**Description of the task**
Reproduce the listing below word for word, omitting the pictures.

**Extracted records**

+ + + +

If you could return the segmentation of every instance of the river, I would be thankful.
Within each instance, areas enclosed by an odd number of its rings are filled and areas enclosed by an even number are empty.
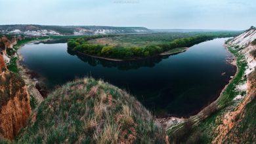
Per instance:
[[[160,117],[189,116],[217,98],[234,75],[232,54],[215,39],[186,52],[135,62],[110,62],[68,50],[66,43],[37,43],[20,50],[28,69],[45,78],[49,89],[92,77],[126,90]]]

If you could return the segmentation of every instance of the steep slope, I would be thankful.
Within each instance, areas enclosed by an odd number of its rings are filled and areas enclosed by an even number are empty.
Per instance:
[[[0,139],[13,139],[30,115],[30,96],[24,81],[6,67],[5,50],[14,41],[0,40]]]
[[[141,33],[148,32],[151,32],[151,30],[143,27],[59,26],[41,25],[0,26],[0,33],[23,34],[33,36]]]
[[[125,92],[92,79],[58,88],[33,113],[18,143],[163,143],[164,131]]]
[[[219,98],[195,116],[167,128],[176,143],[251,143],[256,141],[256,28],[226,42],[238,70]],[[206,113],[205,113],[206,112]],[[204,115],[205,114],[206,115]],[[166,122],[168,124],[169,121]],[[186,139],[184,139],[186,137]]]

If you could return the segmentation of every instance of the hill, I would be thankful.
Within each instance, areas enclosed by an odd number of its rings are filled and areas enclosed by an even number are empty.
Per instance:
[[[180,143],[253,143],[256,141],[256,28],[226,41],[237,73],[220,97],[195,116],[167,126]],[[168,124],[168,121],[166,122]],[[186,137],[186,139],[184,139]]]
[[[58,88],[33,111],[19,143],[163,143],[165,132],[133,97],[102,81]]]
[[[144,33],[149,32],[151,32],[151,30],[143,27],[0,25],[1,33],[32,36],[91,35],[99,34]]]

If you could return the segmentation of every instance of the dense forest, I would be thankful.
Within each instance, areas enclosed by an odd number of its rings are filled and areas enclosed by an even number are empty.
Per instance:
[[[220,33],[198,35],[185,38],[174,39],[167,43],[148,45],[144,46],[125,46],[123,45],[110,45],[90,43],[88,41],[103,37],[114,35],[85,36],[81,38],[68,40],[68,47],[89,55],[114,59],[131,60],[157,56],[162,52],[180,47],[190,47],[200,43],[211,40],[217,37],[232,37],[231,34]],[[118,36],[116,36],[118,37]]]

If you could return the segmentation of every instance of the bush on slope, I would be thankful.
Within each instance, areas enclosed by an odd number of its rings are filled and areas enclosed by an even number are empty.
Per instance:
[[[163,143],[164,131],[133,97],[102,81],[58,88],[34,111],[21,143]]]

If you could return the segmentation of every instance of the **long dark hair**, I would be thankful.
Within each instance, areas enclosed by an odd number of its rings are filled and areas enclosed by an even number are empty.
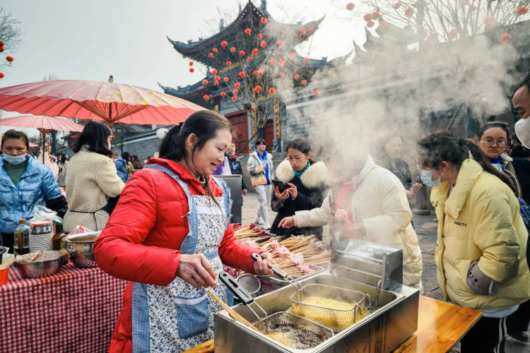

+ + + +

**Answer to this exercise**
If you could return the segmentation of every instance of the river, I would be thankful.
Within each instance, areas enclosed by an odd number of its rings are filled and areas enclosed by an even number are empty.
Per instance:
[[[160,117],[189,116],[217,98],[234,75],[232,54],[215,39],[186,52],[135,62],[110,62],[68,50],[66,43],[37,43],[20,50],[28,69],[45,78],[49,89],[92,77],[126,90]]]

If you could return the segmentation of every instance of the steep slope, I would be thankful.
Within each instance, areas enclosed by an odd number of its rings are filled and areas enclosed by an even number are empty.
Per instance:
[[[0,139],[13,139],[30,115],[30,96],[24,81],[6,67],[5,50],[14,41],[0,40]]]
[[[141,33],[148,32],[151,32],[151,30],[143,27],[59,26],[41,25],[0,26],[0,33],[23,34],[33,36]]]
[[[125,92],[92,79],[58,88],[33,113],[18,143],[163,143],[164,131]]]
[[[219,98],[195,116],[167,128],[176,143],[251,143],[256,141],[256,28],[226,42],[238,70]],[[206,113],[205,113],[206,112]],[[204,115],[205,114],[206,115]],[[166,122],[168,124],[169,121]],[[186,139],[184,139],[186,137]]]

If you could return the segmentation of every instance of the hill, I would be thankful.
Within each instance, areas enclosed by an odd number of its rings are filled and areas enclosed by an even number are empty.
Per instance:
[[[180,143],[253,143],[256,141],[256,28],[226,41],[237,73],[220,97],[195,116],[167,126]],[[168,124],[168,121],[166,122]],[[186,137],[186,139],[184,139]]]
[[[58,88],[33,111],[19,143],[163,143],[165,132],[133,97],[102,81]]]
[[[144,33],[149,32],[151,32],[151,30],[143,27],[0,25],[1,33],[32,36],[91,35],[99,34]]]

If you could return the segmentation of every instance of the dense forest, I would be thankful.
Within each instance, areas enclosed by an odd number of its rings are filled and areas enclosed by an even number are empty.
Per instance:
[[[220,33],[198,35],[185,38],[174,39],[167,43],[148,45],[144,46],[125,46],[123,45],[110,45],[90,43],[88,41],[103,37],[114,35],[85,36],[81,38],[68,40],[68,47],[89,55],[114,59],[131,60],[157,56],[162,52],[180,47],[190,47],[200,43],[211,40],[217,37],[232,37],[231,34]],[[118,36],[116,36],[118,37]]]

If you could return the segmentation of every instance of the bush on slope, I would be thankful.
Within each instance, areas enclosed by an odd number of its rings are filled and areas enclosed by an even number are empty.
Per instance:
[[[163,143],[164,131],[133,97],[102,81],[58,88],[34,111],[21,143]]]

If you could return the segmentation of every instance of the **long dark hair**, I would be thankful.
Within each instance, areas enclosed by an odd number of its rings are filled and areas enclosed by an even number are empty.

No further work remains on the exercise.